YOUR INSTRUCTIONS -> Return each line of the records below that contains the string "firefighter", reproducing every matching line in full.

*** LISTED ENTRIES ***

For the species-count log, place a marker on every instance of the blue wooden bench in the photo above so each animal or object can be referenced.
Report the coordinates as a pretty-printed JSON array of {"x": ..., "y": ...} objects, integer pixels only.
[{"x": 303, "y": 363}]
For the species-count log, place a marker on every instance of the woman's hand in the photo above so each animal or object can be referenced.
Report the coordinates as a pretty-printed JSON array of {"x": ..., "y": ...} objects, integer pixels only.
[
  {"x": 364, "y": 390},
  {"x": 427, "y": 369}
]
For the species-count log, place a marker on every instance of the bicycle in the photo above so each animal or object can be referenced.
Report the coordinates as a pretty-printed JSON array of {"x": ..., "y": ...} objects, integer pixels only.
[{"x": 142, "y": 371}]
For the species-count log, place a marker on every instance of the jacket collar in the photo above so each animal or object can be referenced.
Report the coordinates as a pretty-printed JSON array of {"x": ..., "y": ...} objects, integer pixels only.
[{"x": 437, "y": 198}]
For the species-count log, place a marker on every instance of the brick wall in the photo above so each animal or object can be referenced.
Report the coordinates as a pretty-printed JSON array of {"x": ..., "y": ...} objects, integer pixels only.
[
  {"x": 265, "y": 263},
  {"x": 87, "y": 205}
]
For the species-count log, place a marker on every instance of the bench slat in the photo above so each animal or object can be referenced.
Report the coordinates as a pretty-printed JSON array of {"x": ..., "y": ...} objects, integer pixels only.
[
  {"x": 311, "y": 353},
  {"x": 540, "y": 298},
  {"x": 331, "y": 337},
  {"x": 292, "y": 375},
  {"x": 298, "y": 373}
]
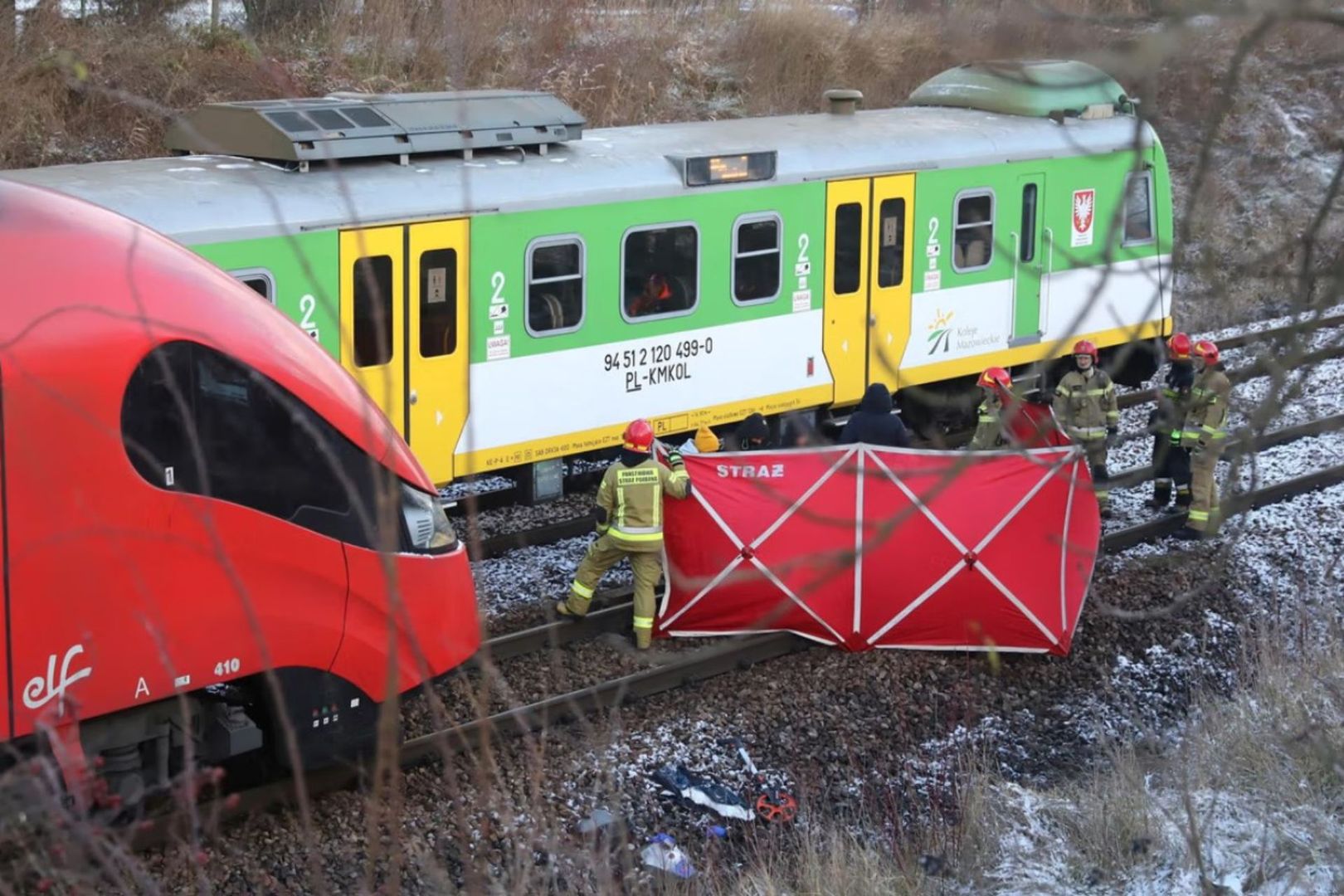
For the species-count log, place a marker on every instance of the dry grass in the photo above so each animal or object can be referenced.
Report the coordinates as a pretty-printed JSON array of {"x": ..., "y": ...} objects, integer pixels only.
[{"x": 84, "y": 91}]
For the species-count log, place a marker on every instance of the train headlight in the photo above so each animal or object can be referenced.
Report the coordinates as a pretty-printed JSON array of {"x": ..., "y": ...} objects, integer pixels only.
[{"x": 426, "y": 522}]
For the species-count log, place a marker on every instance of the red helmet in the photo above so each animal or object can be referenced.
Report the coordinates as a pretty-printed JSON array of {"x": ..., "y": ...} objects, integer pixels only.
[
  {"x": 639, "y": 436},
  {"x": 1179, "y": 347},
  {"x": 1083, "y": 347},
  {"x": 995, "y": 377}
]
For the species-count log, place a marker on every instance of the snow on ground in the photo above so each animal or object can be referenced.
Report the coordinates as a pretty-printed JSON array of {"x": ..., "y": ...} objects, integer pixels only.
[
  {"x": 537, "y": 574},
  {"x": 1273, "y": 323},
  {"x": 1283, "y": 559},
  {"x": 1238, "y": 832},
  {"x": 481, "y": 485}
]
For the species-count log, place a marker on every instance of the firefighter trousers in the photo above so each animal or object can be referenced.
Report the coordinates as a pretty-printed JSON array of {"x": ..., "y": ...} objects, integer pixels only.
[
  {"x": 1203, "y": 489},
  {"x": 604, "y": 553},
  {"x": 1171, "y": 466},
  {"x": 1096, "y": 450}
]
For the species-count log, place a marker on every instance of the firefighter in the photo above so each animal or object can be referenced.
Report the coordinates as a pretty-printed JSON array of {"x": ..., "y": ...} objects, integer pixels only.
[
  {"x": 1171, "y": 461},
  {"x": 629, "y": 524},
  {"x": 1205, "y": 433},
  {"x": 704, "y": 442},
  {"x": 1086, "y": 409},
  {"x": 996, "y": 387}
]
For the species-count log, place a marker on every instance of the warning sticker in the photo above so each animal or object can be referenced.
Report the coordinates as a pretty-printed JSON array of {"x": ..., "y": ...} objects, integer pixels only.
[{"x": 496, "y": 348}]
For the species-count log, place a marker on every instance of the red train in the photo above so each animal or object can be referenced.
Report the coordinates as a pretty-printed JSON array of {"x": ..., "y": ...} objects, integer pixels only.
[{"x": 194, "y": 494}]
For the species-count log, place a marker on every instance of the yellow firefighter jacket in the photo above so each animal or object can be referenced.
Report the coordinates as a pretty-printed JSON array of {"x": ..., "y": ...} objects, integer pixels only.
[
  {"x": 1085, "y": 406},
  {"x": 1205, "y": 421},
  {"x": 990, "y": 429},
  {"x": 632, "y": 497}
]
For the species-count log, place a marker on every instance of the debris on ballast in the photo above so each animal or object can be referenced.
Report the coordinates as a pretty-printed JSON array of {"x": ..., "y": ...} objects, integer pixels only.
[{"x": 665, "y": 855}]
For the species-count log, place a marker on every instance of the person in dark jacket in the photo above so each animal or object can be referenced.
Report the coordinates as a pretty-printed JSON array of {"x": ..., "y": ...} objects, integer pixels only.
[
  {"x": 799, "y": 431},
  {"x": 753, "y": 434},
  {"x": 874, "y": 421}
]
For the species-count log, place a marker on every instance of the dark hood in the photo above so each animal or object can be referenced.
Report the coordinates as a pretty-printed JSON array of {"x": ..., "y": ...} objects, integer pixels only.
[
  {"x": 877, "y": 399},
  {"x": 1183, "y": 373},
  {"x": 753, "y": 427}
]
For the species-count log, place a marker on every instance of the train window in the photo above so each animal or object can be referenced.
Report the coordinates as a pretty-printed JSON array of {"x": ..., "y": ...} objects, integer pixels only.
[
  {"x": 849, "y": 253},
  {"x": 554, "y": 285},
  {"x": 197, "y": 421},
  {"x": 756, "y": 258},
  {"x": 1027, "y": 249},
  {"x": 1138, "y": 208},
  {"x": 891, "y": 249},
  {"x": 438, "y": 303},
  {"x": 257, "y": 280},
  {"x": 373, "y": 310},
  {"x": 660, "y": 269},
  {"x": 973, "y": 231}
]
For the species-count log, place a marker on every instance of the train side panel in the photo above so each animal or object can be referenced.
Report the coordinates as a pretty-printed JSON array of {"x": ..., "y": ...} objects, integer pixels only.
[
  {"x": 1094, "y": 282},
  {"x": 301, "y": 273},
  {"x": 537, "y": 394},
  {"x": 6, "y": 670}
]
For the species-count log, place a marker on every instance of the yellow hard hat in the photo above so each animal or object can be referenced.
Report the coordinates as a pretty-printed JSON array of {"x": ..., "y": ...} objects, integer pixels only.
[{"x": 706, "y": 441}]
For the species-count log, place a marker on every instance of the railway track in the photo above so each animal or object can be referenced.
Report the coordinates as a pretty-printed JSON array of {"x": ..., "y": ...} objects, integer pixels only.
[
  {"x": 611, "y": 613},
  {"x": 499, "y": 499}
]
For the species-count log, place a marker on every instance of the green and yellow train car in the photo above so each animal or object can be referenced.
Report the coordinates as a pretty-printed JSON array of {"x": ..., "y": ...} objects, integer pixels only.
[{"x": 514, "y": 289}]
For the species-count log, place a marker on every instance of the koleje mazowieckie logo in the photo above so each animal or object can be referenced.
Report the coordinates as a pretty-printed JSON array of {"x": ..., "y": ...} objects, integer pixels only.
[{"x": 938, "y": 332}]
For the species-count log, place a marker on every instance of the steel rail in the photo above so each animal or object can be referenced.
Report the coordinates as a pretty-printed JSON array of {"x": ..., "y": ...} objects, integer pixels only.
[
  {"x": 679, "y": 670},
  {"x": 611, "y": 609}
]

***
*** LISTED ENTRIES ***

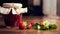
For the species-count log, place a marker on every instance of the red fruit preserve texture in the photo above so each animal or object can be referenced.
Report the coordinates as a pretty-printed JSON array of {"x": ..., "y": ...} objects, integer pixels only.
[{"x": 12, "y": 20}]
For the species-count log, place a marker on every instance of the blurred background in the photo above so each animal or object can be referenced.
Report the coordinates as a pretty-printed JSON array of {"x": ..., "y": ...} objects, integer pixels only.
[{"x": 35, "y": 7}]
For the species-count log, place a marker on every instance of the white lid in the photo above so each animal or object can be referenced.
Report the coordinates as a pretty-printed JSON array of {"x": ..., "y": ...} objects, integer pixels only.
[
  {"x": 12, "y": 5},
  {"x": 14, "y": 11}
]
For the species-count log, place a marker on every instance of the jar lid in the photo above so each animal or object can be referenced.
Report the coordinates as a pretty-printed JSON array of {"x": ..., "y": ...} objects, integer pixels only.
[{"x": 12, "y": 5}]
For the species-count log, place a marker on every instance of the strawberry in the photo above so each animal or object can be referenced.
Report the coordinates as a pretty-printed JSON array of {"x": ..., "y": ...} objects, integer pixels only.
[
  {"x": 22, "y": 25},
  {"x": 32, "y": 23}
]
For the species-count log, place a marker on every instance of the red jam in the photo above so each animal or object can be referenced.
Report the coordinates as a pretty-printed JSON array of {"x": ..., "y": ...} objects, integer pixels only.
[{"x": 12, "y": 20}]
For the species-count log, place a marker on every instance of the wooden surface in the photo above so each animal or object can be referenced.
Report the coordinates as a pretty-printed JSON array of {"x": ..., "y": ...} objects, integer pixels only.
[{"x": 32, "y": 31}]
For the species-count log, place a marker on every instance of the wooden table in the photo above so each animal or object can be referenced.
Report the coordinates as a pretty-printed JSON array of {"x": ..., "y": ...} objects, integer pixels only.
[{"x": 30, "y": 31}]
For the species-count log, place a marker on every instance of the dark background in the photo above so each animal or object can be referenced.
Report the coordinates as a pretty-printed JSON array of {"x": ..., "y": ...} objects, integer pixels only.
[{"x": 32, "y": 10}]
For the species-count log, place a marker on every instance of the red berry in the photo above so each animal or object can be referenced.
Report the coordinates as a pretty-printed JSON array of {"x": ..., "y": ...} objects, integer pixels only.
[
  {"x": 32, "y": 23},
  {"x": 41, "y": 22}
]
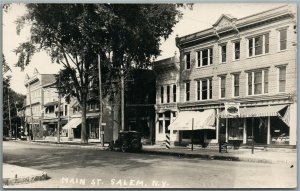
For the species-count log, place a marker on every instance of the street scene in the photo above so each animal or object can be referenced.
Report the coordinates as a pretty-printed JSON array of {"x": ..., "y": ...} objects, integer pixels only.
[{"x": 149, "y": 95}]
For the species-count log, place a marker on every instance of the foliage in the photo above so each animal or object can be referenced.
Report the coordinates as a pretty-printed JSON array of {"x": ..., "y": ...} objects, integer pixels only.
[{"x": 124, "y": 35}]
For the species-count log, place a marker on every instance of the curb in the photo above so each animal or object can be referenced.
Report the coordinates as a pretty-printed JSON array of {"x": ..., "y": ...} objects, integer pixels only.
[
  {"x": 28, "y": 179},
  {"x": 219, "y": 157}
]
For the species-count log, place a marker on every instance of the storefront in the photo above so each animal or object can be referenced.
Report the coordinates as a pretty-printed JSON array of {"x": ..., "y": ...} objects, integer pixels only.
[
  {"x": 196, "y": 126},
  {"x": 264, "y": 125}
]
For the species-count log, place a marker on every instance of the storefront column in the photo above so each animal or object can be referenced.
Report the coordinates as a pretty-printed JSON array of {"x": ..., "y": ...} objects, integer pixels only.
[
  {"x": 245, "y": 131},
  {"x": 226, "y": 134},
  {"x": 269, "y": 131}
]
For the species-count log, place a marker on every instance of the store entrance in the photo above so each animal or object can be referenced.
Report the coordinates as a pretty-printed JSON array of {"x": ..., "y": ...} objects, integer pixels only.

***

TASK SOLUTION ->
For the species-count log, place a marker on every instance of the firefighter trousers in the photo above so each animal or object can be referenced.
For the species-count log, place a marker on every instance of the firefighter in the photo above so each animal or object can be referenced.
For the species-count log, place a marker on every instance of the yellow firefighter jacket in the photo above so each animal or object can be referenced.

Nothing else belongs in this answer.